What the task asks - Extend the advanced retrieval notebook, continuing directly after its final line.

Study text -
○ ○ ○ ○ ○ ○ ○

# Day 23: Advanced Retrieval Implementation

In this notebook, we'll build upon our basic RAG system from Day 22 by implementing advanced retrieval techniques to improve the quality of the context provided to the LLM. 

## Overview

We will cover:
1.  **Setup**: Prepare our data and baseline retrieval system.
2.  **Evaluating Retrieval**: Implement and calculate metrics like Recall@k and Mean Reciprocal Rank (MRR).
3.  **Reranking**: Use a more powerful Cross-Encoder model to rerank initial search results for higher precision.
4.  **Hybrid Search**: Combine traditional keyword search (BM25) with semantic search for more robust retrieval.

## 1. Setup

First, let's install the necessary libraries and set up our initial data and retrieval system from Day 22.

In [None]:
!pip install sentence-transformers faiss-cpu rank_bm25 numpy pandas matplotlib

In [None]:
import numpy as np
import pandas as pd
import matplotlib.pyplot as plt
from sentence_transformers import SentenceTransformer, CrossEncoder
import faiss
from rank_bm25 import BM25Okapi

# --- Data and Baseline System from Day 22 ---
document = (
    "The planet Zoltar is a marvel of the Andromeda galaxy, known for its twin suns, Helios Prime and Helios Beta, which create a perpetual twilight. "
    "The surface of Zoltar is covered in crystalline forests that hum with a low-frequency energy. This energy is harnessed by the native Zoltarians, a species of sentient, silicon-based lifeforms. "

○ ○ ○ ○ ○ ○ ○

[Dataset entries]
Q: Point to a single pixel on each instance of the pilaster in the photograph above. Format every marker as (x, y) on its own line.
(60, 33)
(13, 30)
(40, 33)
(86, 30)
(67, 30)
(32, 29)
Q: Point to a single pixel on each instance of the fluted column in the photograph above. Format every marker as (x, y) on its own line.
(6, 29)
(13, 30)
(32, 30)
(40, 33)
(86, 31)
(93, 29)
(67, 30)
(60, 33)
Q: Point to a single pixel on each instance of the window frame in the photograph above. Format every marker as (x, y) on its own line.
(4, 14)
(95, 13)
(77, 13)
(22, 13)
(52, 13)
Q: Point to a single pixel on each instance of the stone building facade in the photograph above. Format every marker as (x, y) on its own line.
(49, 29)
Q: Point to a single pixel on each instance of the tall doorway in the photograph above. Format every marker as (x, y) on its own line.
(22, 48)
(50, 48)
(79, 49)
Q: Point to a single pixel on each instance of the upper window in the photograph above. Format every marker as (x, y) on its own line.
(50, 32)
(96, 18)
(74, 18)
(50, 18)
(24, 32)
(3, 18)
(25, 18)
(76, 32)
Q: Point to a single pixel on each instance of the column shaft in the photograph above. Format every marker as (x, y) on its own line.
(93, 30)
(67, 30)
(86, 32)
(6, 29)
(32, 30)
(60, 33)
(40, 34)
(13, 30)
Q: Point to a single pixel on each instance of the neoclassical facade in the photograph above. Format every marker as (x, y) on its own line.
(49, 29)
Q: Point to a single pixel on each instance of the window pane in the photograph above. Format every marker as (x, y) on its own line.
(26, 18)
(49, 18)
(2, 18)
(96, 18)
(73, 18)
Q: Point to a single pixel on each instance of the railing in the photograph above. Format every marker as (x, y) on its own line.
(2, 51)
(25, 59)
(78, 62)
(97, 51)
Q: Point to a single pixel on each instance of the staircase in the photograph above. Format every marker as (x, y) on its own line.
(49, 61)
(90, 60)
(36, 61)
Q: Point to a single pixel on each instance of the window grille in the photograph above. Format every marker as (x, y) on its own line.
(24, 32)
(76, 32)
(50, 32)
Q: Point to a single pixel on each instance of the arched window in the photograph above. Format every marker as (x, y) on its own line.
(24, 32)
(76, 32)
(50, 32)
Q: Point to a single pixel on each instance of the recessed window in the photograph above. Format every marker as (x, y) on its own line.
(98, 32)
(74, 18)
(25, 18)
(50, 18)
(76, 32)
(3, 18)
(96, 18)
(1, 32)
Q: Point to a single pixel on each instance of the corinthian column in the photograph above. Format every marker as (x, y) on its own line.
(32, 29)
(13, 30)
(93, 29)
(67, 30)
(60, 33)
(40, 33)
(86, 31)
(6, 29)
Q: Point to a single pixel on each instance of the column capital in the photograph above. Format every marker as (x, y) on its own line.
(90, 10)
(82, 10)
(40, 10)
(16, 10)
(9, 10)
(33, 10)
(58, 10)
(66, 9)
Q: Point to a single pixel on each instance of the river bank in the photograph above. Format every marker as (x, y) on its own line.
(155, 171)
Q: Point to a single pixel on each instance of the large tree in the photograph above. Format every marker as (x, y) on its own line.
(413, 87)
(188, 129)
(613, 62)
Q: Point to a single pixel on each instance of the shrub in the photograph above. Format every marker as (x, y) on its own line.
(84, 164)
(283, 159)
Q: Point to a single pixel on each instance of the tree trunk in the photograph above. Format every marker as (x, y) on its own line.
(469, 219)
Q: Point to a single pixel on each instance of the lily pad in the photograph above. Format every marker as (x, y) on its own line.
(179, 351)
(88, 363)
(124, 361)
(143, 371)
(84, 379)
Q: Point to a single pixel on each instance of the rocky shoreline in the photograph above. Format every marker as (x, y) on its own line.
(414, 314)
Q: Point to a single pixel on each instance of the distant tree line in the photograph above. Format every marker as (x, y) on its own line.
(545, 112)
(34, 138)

○ ○ ○ ○ ○ ○ ○

Exercise output -
    "Zoltarians communicate through a complex series of light patterns, a language known as 'Luminar'. Their society is structured around the 'Great Crystal', a massive geological formation at the planet's north pole that is believed to be the source of all life. "
    "The Zoltarian diet consists of absorbing geothermal energy from volcanic vents scattered across the planet. They reproduce asexually, budding off smaller versions of themselves once every 'Great Cycle', which corresponds to 50 Earth years. "
    "Zoltar's atmosphere is composed mainly of nitrogen and argon, and is unbreathable for carbon-based lifeforms. The planet has a strong magnetic field, which protects it from the intense solar winds of its twin suns. The average temperature on Zoltar is a cool -30 degrees Celsius."
)

def chunk_text(text, chunk_size=30, overlap=5):
    words = text.split()
    chunks = []
    for i in range(0, len(words), chunk_size - overlap):
        chunk = ' '.join(words[i:i + chunk_size])
        chunks.append(chunk)
    return chunks

text_chunks = chunk_text(document)
bi_encoder = SentenceTransformer('all-MiniLM-L6-v2')
chunk_embeddings = bi_encoder.encode(text_chunks, convert_to_tensor=False)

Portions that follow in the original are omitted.